> [WHAT TO PRODUCE]:
Where a line of the entries below includes the string "every", count it. Give only the resulting number.

== SUPPLIED RECORDS ==

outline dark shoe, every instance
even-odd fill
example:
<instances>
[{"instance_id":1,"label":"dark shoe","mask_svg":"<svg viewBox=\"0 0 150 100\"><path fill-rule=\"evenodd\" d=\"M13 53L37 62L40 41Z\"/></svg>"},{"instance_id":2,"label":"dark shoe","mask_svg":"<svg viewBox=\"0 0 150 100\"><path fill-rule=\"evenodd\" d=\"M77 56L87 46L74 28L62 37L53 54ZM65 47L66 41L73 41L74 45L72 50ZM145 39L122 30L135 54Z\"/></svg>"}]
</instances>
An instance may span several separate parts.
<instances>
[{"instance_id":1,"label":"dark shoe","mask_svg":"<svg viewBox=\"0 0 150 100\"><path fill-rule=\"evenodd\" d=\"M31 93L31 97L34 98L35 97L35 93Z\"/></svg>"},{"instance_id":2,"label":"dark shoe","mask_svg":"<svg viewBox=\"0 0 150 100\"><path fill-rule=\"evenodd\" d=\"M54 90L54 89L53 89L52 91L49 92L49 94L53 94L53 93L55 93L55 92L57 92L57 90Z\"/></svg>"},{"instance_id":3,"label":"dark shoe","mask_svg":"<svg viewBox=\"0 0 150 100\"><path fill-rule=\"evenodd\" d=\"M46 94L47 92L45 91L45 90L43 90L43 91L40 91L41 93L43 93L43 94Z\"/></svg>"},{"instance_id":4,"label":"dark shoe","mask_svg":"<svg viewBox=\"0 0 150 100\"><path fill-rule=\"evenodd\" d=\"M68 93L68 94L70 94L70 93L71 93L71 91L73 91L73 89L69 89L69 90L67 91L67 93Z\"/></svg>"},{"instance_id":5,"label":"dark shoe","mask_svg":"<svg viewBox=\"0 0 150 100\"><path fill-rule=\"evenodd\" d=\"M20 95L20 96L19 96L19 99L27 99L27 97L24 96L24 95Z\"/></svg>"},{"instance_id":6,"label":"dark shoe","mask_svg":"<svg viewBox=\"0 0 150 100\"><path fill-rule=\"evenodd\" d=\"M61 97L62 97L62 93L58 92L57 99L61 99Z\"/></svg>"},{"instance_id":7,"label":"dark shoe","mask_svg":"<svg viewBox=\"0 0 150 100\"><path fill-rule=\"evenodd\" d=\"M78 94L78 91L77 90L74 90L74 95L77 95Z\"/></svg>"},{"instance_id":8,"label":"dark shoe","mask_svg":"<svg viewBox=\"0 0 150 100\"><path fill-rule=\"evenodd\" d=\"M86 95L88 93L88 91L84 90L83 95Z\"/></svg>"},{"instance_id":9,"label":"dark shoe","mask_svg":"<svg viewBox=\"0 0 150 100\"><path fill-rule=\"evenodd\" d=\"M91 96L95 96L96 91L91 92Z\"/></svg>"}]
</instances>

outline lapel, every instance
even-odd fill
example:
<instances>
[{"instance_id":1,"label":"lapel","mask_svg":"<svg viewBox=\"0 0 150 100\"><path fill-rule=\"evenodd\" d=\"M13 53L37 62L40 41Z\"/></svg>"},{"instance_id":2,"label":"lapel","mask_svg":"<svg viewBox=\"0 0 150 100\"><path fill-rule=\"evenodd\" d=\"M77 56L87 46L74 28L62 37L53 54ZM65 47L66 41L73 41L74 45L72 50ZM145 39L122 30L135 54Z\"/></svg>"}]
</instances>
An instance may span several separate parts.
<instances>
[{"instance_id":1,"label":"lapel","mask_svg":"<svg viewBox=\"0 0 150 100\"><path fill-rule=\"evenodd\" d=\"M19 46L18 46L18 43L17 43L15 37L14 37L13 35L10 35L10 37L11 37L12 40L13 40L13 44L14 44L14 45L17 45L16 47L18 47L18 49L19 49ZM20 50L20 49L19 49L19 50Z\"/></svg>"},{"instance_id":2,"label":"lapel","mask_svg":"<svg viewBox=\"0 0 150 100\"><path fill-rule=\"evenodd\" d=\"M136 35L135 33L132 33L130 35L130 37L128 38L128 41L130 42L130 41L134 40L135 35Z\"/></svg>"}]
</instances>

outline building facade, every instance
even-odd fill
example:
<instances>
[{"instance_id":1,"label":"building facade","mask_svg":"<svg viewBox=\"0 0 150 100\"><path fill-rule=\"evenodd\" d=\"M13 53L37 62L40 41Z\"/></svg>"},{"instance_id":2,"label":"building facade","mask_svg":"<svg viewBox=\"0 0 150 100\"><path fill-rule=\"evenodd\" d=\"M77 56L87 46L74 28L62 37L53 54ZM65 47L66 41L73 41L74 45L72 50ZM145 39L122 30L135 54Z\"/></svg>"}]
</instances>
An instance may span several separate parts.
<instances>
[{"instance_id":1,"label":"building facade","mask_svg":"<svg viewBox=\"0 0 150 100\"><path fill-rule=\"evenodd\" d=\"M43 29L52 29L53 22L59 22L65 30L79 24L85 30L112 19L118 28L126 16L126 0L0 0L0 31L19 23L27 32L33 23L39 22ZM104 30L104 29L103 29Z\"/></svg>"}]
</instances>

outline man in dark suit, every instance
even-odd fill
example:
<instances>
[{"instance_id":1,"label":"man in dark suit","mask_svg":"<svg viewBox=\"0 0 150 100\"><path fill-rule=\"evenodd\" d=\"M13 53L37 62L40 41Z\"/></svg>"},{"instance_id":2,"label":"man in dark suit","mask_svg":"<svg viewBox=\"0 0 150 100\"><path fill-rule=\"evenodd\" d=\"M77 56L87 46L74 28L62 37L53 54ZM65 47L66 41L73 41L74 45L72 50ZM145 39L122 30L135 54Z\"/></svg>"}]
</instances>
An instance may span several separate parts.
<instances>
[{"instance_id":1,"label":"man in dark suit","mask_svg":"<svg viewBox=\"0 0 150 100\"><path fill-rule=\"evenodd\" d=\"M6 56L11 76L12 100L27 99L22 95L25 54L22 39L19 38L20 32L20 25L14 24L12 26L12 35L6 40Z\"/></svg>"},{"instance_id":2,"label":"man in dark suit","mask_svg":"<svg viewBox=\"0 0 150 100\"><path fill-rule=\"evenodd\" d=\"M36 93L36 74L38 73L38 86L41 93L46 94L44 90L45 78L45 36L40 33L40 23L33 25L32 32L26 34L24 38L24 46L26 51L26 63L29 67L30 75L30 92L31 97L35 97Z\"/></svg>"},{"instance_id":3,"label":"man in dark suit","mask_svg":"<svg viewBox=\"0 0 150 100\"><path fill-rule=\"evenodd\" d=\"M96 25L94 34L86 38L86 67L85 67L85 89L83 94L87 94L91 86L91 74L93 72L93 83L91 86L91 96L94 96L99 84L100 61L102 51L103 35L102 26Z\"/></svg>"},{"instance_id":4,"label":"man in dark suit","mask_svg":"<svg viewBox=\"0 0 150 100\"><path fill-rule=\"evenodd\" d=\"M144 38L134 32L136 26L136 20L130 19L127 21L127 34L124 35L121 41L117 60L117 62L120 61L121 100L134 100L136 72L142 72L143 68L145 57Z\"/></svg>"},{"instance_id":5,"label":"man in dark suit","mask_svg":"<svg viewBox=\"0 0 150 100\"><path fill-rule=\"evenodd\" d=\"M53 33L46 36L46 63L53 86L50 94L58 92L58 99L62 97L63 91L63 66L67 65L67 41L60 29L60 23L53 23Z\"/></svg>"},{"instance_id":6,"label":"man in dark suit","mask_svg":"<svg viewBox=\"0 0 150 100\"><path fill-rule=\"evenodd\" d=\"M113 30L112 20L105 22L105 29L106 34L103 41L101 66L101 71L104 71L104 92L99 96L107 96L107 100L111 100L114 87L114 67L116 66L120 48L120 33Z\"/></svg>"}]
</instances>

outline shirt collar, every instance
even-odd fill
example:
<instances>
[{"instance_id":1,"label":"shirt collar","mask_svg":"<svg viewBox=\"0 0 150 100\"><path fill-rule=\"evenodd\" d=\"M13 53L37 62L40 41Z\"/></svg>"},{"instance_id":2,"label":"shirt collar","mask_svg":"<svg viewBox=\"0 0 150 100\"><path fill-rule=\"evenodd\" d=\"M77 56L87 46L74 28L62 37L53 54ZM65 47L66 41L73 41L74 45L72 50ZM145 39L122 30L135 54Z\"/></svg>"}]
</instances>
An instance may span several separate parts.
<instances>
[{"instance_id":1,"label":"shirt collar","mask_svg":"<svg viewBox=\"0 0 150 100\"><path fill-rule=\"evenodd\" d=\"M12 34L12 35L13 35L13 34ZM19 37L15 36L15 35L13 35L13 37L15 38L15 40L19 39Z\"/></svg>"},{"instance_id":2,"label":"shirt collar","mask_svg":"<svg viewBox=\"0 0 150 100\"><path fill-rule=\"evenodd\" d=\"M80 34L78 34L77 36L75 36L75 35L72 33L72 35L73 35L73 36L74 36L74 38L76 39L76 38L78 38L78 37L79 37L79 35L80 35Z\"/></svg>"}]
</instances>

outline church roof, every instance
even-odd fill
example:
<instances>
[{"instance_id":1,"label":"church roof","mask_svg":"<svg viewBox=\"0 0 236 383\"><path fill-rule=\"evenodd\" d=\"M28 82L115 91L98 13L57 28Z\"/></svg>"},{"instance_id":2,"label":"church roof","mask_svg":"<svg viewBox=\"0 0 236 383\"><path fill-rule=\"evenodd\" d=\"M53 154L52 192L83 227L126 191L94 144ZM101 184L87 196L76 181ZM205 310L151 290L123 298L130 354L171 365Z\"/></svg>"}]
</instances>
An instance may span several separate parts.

===

> [YOUR SOLUTION]:
6